**WHAT THE TASK REQUIRES:**
Reproduce the passage of the film reviews starting with "Without the benefit" and going on through "up are universal.".

**TEXT TO READ:**
* * * * *

Without the benefit of a studio budget or name casting, Anthony Burns
and Brandon and Heath Freeman capture the '80s in startling detail. The
result: a cinematic scrapbook of a time and place, a visceral visual,
and an aural experience that reclaims the decade for those of us lucky
enough to have lived through it once. While the atmosphere is time
specific, the themes of the joys and pains of growing up are universal.
- MY THOUGHTS: Initially,
as the second movie that I saw, I liked this film.
But unlike many films, this one did not grow on me. In fact, it seemed to pale in comparison to
the better films listed above. The acting
was good, not great, but good. Shiloh Fernandez played Ritchie well, I
thought and Heath Freeman, one of the writers, was also good in his
role. All in all, it was nice to see a
movie that dealt with male friendships in an era when they were
difficult and often awkward. Some of the
party scenes could have been cut to make the movie a tad shorter but
still this is a movie worth seeing.
- Please
Give
- SUMMARY: Kate
(Catherine Keener) and Alex (Oliver Platt), a married couple who run a
successful business reselling estate-sale furniture, live in Manhattan
with their teenage daughter, Abby. Wanting to expand their two-bedroom
apartment, they buy the unit next door, planning to knock the walls
out. However, before doing so, they have to wait for the occupant,
Andra, a cranky elderly woman, to die. The wait becomes complicated
when the family develops relationships with Andra and her two grown
granddaughters. Nicole Holofcener infuses her story of love, death, and
liberal guilt with a rare balance of humor and complexity that stems
from her uncanny ability to understand people—their motivations,
interactions, and contradictions. Her characters go to great pains to
navigate a world of moral confusion; we want to feel good about
ourselves, but we never feel quite good enough. In avoiding judgment,
she offers a funny and philosophical reflection on the give and take of
modern life.

* * * * *

[Excerpts of pointing data]
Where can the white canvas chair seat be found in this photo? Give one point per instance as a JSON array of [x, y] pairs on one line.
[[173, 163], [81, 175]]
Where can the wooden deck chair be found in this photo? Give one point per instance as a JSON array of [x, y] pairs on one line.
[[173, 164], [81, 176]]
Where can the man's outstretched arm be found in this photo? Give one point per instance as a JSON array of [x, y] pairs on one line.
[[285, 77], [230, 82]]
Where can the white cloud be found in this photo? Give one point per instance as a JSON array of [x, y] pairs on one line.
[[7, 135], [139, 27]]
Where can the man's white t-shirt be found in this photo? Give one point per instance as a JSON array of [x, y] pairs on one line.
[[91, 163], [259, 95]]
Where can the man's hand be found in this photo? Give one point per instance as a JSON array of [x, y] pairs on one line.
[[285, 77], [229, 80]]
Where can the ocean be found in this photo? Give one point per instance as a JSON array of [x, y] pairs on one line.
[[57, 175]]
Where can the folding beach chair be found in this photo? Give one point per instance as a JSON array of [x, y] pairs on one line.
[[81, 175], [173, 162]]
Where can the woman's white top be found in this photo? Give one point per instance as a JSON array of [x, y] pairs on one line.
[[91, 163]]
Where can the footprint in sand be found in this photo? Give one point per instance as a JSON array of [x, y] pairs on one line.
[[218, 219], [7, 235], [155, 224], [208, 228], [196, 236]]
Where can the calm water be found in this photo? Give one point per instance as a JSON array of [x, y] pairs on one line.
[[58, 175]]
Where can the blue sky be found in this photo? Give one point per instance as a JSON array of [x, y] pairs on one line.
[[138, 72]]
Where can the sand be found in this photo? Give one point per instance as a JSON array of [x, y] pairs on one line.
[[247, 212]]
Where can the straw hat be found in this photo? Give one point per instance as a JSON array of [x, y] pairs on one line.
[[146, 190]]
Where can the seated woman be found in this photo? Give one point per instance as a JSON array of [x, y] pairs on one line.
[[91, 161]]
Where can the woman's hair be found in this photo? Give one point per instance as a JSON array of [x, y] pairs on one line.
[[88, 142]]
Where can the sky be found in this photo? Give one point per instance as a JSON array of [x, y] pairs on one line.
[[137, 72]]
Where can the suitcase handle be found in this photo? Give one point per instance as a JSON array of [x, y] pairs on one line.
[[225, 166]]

* * * * *

**SOLUTION TO THIS PROBLEM:**
Without the benefit of a studio budget or name casting, Anthony Burns
and Brandon and Heath Freeman capture the '80s in startling detail. The
result: a cinematic scrapbook of a time and place, a visceral visual,
and an aural experience that reclaims the decade for those of us lucky
enough to have lived through it once. While the atmosphere is time
specific, the themes of the joys and pains of growing up are universal.